**WORKING DATA:**
━━━━━━━━━━━━━━━━

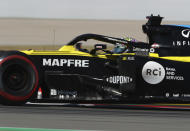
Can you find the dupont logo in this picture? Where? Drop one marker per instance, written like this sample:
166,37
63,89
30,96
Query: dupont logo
186,33
153,72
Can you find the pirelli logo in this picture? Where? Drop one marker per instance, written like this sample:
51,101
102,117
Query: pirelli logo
66,62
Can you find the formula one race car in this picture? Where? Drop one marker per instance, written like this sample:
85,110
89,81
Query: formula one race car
132,70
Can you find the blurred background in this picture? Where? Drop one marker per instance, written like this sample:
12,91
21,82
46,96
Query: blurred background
48,24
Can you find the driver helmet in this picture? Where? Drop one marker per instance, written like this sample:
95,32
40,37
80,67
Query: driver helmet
119,48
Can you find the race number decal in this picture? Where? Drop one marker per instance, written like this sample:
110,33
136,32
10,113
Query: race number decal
153,72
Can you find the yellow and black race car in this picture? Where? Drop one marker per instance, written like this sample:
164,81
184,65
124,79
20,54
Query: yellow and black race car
132,70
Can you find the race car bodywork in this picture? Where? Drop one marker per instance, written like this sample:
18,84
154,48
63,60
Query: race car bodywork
157,69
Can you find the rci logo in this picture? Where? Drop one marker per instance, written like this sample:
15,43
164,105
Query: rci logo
153,72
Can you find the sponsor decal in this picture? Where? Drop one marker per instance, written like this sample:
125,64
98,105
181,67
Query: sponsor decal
66,62
153,72
140,49
155,45
186,33
152,50
181,43
119,79
116,40
171,74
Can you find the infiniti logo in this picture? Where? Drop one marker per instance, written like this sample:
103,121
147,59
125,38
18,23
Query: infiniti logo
186,33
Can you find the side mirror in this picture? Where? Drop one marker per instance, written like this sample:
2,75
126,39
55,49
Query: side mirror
100,46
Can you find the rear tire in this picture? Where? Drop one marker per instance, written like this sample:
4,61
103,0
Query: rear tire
18,79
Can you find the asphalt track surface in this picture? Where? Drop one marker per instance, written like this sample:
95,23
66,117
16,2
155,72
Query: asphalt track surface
62,117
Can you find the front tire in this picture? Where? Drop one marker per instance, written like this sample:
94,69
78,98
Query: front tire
18,79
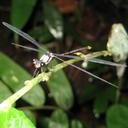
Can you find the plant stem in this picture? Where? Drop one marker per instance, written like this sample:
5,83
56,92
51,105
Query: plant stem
43,77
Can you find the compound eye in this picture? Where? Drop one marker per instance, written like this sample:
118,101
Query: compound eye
36,63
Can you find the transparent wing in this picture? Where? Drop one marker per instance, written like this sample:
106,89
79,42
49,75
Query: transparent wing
94,60
89,73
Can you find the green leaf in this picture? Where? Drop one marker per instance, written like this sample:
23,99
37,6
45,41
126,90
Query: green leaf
60,89
4,92
14,118
53,19
76,124
58,120
21,11
30,115
14,76
117,117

━━━━━━━━━━━━━━━━

**THE TASK:**
Line by line, restate the data above exactly as it stands, minus the pictures.

**SOLVED EXERCISE:**
Can you find the dupont logo in this picture? Where? Drop one marker per instance, written like this sample:
166,37
63,89
30,96
Query: dupont logo
186,33
153,72
Can you find the pirelli logo in this picture? Where? Drop one marker per instance, written like this sample:
51,101
102,117
Query: pirelli logo
66,62
Can you find the formula one race car in this picture? Where? Drop one marker per instance, written like this sample:
85,110
89,81
Query: formula one race car
132,70
Can you find the blurred background in this picture? Where? Drop one marker per instance, written like this sample:
12,91
21,82
46,96
Query: blurred background
48,24
Can you find the driver helmet in this picture? Where? Drop one marker per instance, written like this sample:
95,32
40,37
80,67
Query: driver helmet
119,48
Can you find the race number decal in this picture? Where? Drop one marker per instance, written like this sample:
110,33
136,32
10,113
Query: race number decal
153,72
Can you find the yellow and black race car in this picture? Where? Drop one marker per instance, written like this sample:
164,81
184,65
124,79
20,54
Query: yellow and black race car
132,70
Can you find the race car bodywork in this picture? Where? Drop one marker per instance, written like this sample:
18,84
154,48
63,60
Query: race car bodywork
157,69
Can you find the rci logo in this picture? Where? Drop one marker per instance, written like this sample:
15,43
164,105
Query: rci logo
153,72
Can you find the sponsor decal in this picture? Where? Drop one marker per instance, written like this sample:
125,64
98,105
181,67
Query: sponsor decal
66,62
153,72
140,49
155,45
186,33
152,50
181,43
119,79
116,40
171,74
Can you find the infiniti logo in this picture? Where? Drop one marker per instance, written like this sample:
103,121
147,59
125,38
18,23
Query: infiniti logo
186,33
Can you find the side mirror in this picture? Where? Drop one marker per instance, written like this sample:
2,75
126,39
55,49
Query: side mirror
100,46
Can you find the rear tire in this picture? Where? Drop one marker per instance, written like this sample:
4,61
103,0
Query: rear tire
18,79
Can you find the asphalt track surface in this picture? Where? Drop one marker per instance, written like this sample:
95,23
66,117
16,2
155,72
Query: asphalt track surface
62,117
Can you find the front tire in this picture? Where? Drop one marker per instance, written like this sample:
94,69
78,98
Query: front tire
18,79
Can you find the plant stem in this picture? Where? Drop one marker per instance, written like this sample:
5,83
56,92
51,105
Query: plant stem
43,77
Can you find the compound eye in this picture? Where? Drop one marker per instance, written like this sample:
118,101
Query: compound eye
36,63
Can you find the transparent wing in this picture? Where? Drop one marker per instance, written like this sample:
106,89
79,42
49,75
Query: transparent wing
94,60
89,73
Can you find the green leaf in this picture? Where? Drop one marker per instance, written like this sample:
23,99
37,6
45,41
126,90
Query: green leaf
60,89
4,92
14,118
53,19
76,124
58,120
21,11
30,115
14,76
117,117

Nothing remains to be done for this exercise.